## Requirements
Select and copy each line of the records that contains the string "house". Treat uppercase and lowercase as different.

## Excerpts from pointing data
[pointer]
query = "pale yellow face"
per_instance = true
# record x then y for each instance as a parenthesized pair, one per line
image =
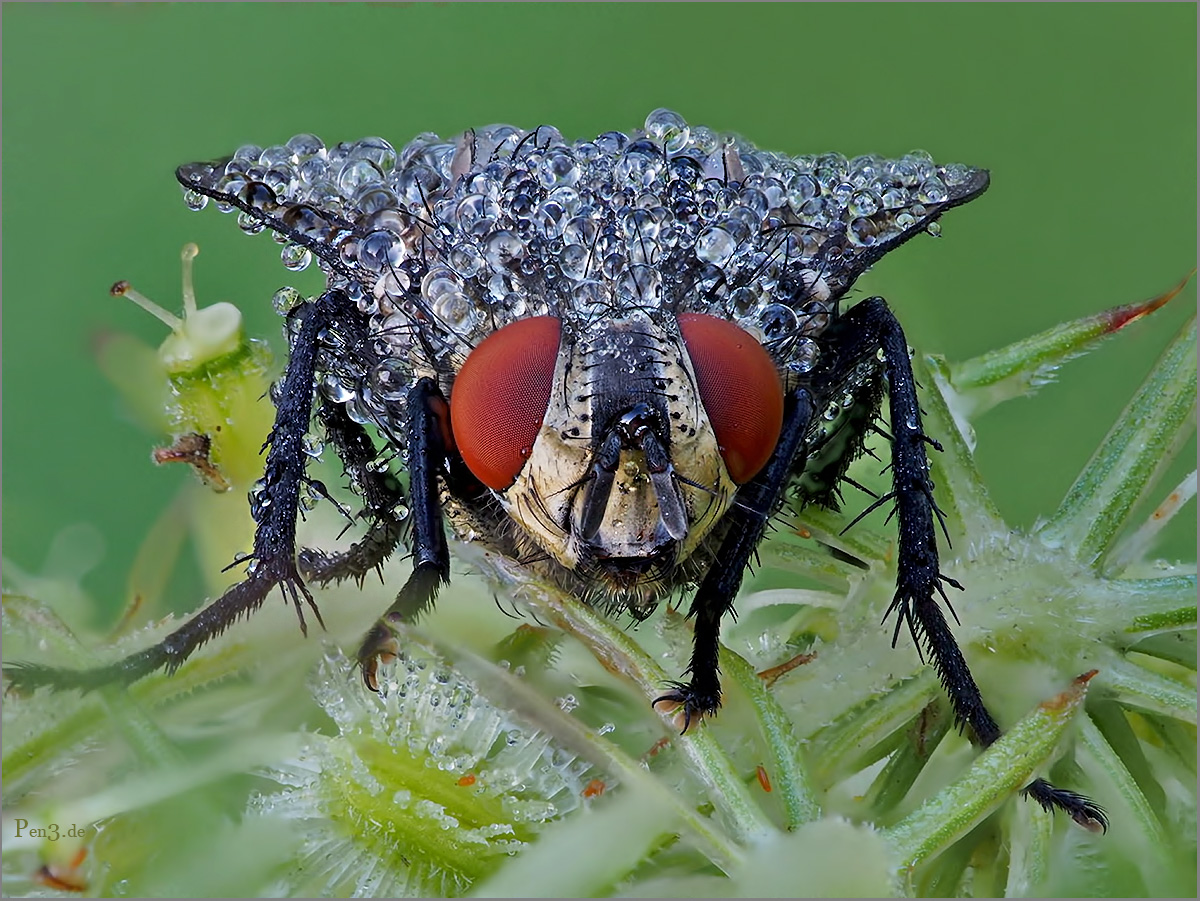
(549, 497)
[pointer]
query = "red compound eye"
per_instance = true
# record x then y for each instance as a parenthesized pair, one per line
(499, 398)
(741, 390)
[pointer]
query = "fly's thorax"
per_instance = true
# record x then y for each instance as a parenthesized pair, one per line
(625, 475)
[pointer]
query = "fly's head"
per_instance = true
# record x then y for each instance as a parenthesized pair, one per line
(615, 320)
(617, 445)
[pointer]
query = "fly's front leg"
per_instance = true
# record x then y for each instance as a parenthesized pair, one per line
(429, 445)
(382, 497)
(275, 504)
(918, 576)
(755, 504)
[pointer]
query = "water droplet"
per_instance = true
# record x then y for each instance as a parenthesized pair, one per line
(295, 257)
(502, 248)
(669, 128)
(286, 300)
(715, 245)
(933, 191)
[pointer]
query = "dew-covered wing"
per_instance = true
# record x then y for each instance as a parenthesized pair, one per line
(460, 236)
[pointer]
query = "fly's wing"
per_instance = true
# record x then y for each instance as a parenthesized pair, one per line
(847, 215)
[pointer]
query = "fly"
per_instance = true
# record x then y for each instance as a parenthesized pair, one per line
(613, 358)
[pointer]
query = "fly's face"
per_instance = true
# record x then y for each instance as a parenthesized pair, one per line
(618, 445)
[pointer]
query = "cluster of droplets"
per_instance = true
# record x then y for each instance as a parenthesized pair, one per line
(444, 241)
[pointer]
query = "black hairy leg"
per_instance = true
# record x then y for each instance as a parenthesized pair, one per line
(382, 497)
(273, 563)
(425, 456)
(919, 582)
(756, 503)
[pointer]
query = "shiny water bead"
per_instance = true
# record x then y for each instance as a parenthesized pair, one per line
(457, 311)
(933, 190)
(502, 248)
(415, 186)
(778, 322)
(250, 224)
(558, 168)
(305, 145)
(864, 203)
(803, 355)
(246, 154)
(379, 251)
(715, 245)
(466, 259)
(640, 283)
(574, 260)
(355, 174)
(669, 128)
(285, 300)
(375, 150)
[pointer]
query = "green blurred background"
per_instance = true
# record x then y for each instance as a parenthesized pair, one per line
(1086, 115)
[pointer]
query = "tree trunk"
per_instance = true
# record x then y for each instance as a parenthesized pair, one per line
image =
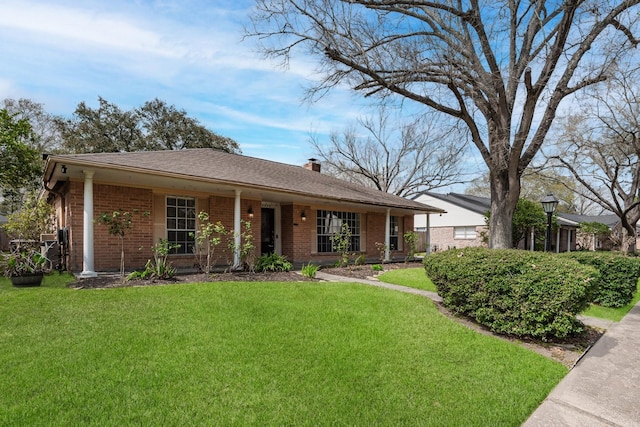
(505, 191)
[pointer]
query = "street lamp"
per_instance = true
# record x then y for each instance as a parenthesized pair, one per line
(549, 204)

* * *

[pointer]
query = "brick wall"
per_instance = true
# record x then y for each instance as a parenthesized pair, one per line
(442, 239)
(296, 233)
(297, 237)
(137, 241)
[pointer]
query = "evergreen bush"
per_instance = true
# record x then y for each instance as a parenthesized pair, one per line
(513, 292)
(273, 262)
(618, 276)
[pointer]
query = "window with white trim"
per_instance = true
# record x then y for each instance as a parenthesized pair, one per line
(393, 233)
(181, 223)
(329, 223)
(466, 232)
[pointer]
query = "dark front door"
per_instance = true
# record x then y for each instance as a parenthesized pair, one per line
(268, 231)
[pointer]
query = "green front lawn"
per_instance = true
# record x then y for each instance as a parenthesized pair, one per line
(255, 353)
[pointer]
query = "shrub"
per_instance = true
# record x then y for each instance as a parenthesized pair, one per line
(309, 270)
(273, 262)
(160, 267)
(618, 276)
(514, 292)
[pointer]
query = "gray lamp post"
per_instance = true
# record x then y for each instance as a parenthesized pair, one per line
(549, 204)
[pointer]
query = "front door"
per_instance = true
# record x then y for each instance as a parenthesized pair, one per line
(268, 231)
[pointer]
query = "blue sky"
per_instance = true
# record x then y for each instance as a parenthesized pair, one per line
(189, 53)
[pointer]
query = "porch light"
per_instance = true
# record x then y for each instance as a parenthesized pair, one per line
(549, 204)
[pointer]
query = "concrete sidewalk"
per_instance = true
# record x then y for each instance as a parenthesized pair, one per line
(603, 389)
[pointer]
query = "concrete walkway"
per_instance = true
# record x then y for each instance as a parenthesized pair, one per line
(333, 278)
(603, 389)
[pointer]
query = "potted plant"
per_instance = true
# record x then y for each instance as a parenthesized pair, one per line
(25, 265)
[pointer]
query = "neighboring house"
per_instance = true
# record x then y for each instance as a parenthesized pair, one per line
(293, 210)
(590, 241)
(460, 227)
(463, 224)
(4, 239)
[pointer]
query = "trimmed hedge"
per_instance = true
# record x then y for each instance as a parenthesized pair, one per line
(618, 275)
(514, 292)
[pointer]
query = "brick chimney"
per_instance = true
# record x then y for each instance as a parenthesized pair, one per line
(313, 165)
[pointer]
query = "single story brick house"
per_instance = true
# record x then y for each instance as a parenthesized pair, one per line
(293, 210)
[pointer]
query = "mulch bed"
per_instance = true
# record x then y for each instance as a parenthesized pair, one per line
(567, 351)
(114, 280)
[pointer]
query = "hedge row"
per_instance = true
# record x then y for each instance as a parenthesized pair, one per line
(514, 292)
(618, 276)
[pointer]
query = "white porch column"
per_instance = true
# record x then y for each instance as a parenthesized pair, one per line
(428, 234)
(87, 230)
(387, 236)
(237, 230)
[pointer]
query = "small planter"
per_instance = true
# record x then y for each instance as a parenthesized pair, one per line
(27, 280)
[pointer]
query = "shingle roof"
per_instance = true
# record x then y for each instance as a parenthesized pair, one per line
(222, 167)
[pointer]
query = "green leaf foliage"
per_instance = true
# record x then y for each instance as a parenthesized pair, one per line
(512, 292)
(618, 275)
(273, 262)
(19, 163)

---

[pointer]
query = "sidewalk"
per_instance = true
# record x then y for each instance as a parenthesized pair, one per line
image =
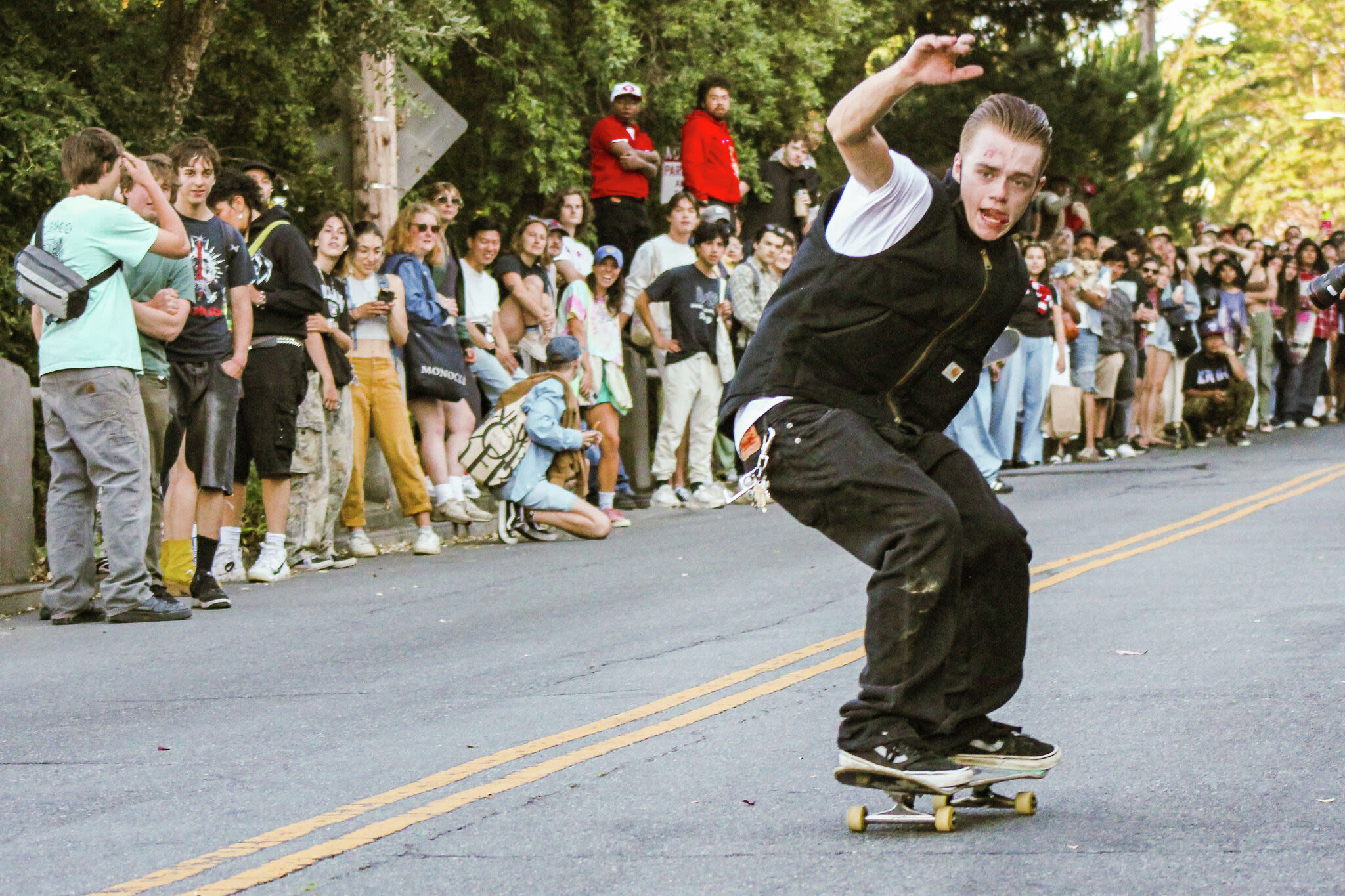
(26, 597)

## Full solution
query = "neighboring house"
query = "single story brick house"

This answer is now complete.